### Brief
From the forum thread below on rolling your own film, set down word for word the stretch that begins at "100' of film" and stops after "the film is.".
[begin Given passage]
# rolling your own film?



## mattvillano (May 3, 2004)

I've never really done this before and just want to get more info on it.  .  Do you find rolling your own film more efficient and economical?  Is it hard?  What type of equipment do you need?

thanks.


----------



## ksmattfish (May 3, 2004)

It's pretty easy with a little practice.  For BW film it's usually 1/2 price or less after the initial investment in a bulk loader and some film casettes.


----------



## Bob_McBob (May 4, 2004)

Also, you can use rolls of whatever length you want.  That makes a big difference for me when I'm experimenting.


----------



## GerryDavid (May 5, 2004)

mattvillano said:
			
		

> I've never really done this before and just want to get more info on it.  .  Do you find rolling your own film more efficient and economical?  Is it hard?  What type of equipment do you need?
> 
> thanks.



I didnt even know you could do this.  :0) 

What would the equipment you need be for this and how much would it cost?


----------



## ksmattfish (May 5, 2004)

You need a bulk loader ($40 new at the most)
reusable film cannisters (cheap)
100' of film
and some place completely dark to get the 100' roll of film into the bulk loader

Also if you have a camera that doesn't allow you to adjust ISO manually (thanks, Nikon), then you'll need either DX coded cannisters or DX labels to let your camera know what ISO the film is.
[end Given passage]
[begin Extracted material]
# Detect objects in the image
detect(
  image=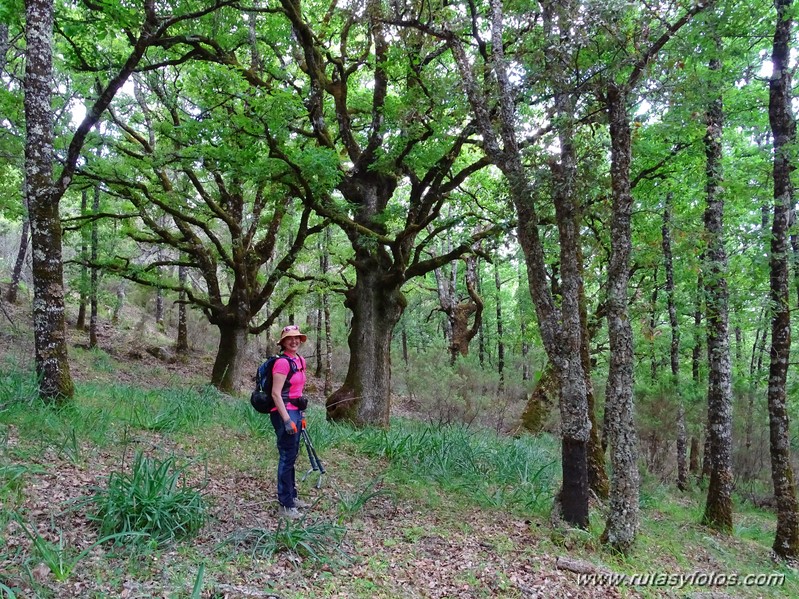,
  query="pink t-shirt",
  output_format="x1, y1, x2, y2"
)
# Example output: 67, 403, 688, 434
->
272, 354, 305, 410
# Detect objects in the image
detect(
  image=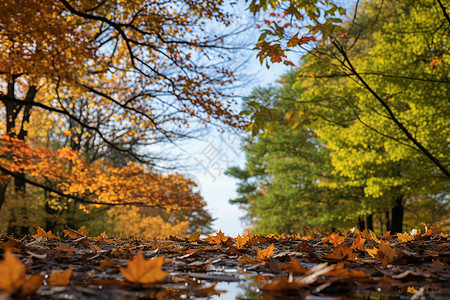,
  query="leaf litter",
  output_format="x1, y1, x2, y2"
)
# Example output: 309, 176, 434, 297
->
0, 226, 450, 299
[end Extracted material]
[begin Extracted material]
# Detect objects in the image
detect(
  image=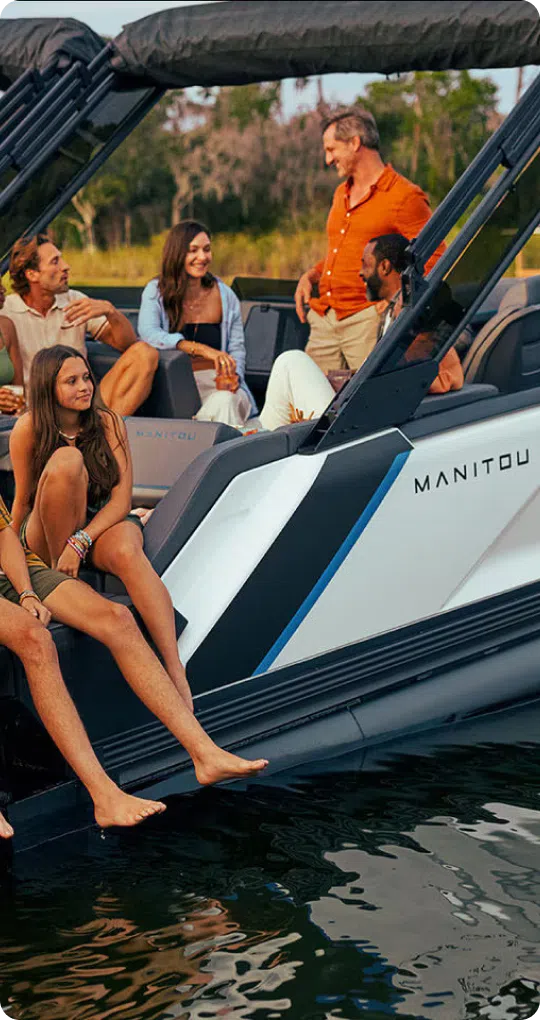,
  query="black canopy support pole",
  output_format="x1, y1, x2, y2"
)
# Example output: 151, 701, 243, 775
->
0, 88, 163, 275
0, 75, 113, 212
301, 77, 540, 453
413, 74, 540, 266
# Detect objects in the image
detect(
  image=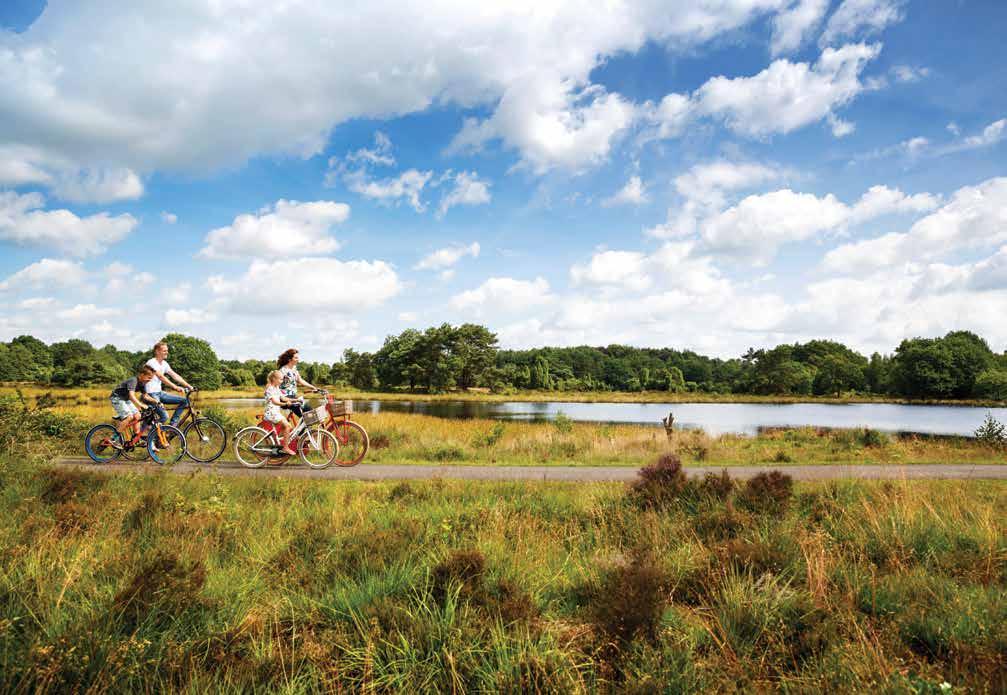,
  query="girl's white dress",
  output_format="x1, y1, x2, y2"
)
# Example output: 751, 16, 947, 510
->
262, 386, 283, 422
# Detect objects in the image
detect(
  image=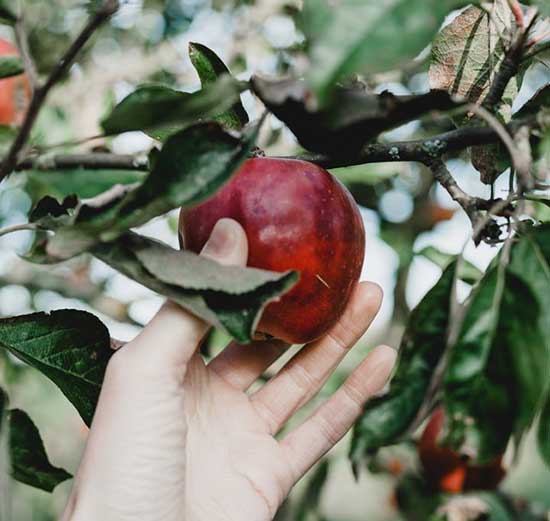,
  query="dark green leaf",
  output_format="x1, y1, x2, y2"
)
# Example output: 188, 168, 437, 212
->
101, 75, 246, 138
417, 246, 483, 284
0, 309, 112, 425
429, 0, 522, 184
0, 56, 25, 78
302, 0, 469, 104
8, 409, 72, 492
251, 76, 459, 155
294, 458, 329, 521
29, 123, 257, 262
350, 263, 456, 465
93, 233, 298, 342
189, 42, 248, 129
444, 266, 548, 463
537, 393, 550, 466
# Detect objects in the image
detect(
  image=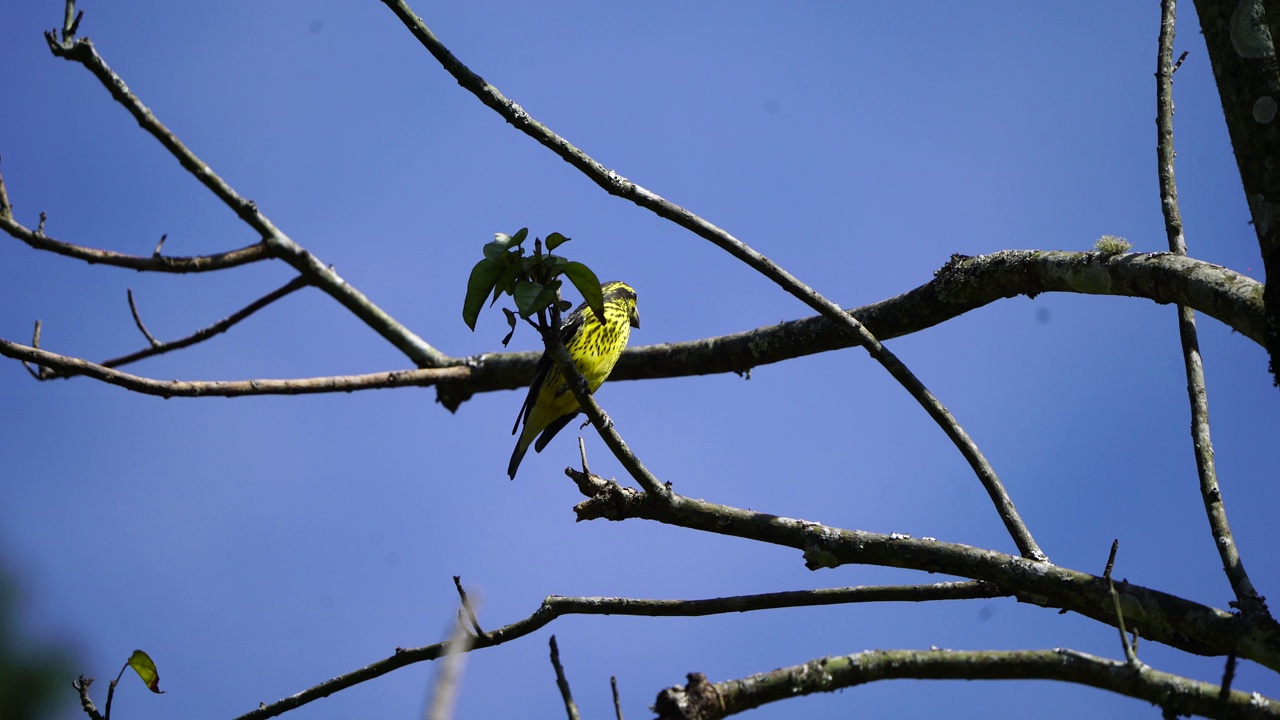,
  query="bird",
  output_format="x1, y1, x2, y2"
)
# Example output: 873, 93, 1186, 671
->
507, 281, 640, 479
[end Extracted material]
[begin Extracted material]
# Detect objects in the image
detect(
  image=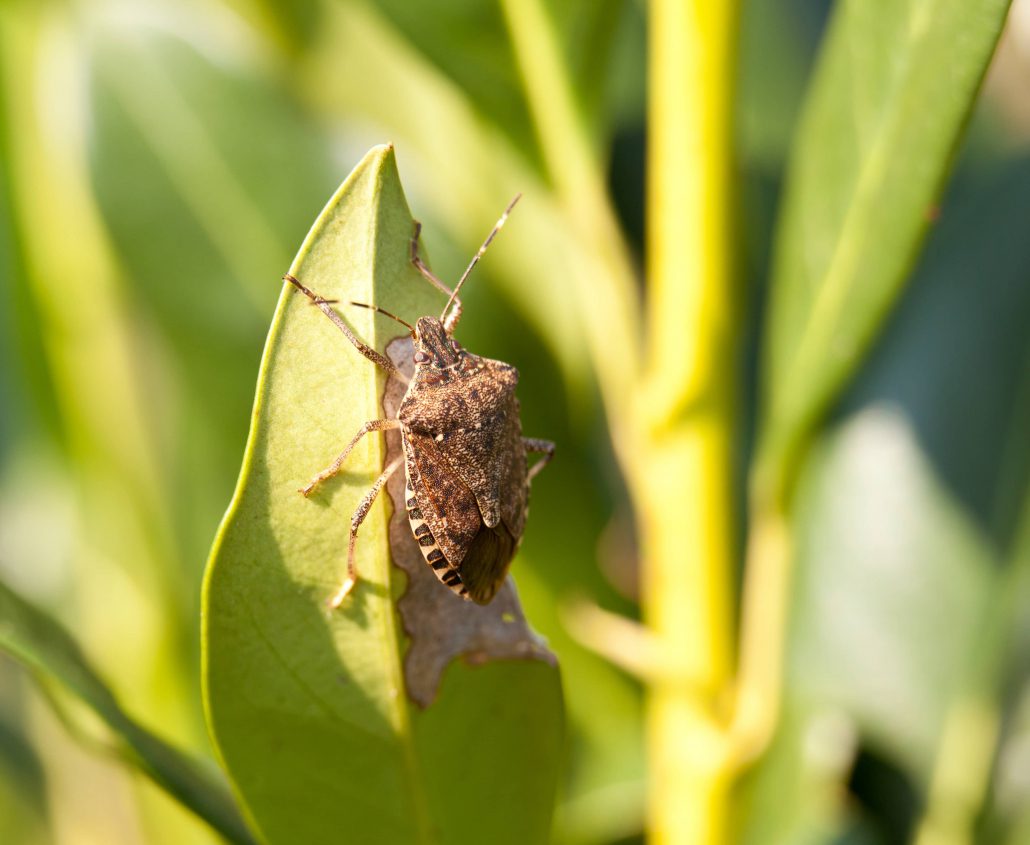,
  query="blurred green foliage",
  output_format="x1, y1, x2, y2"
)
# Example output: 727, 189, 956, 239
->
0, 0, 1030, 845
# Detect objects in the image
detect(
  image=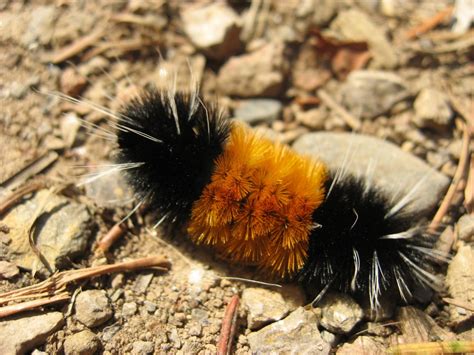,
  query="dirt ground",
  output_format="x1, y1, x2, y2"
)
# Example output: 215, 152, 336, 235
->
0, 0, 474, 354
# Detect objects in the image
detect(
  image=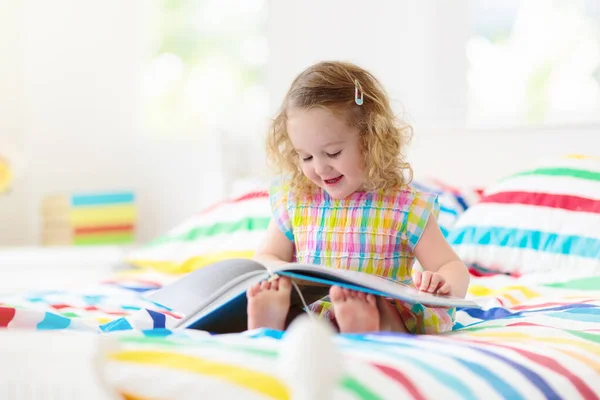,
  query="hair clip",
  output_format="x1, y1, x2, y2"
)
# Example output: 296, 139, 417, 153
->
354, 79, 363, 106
[end Extracted material]
### Exercise solution
100' of film
and some place completely dark to get the 100' roll of film into the bulk loader

Also if you have a camera that doesn't allow you to adjust ISO manually (thanks, Nikon), then you'll need either DX coded cannisters or DX labels to let your camera know what ISO the film is.